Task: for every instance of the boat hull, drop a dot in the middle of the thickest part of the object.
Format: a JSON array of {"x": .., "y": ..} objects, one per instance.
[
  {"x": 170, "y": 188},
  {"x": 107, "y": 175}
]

..........

#### Written problem:
Reproduce every line of the records above without altering a single character.

#### Task result:
Task: for every instance of the boat hull, drop a dot in the middle of the thickest part of the object.
Format: a JSON array of {"x": .., "y": ..} objects, one per instance.
[
  {"x": 170, "y": 188},
  {"x": 107, "y": 175}
]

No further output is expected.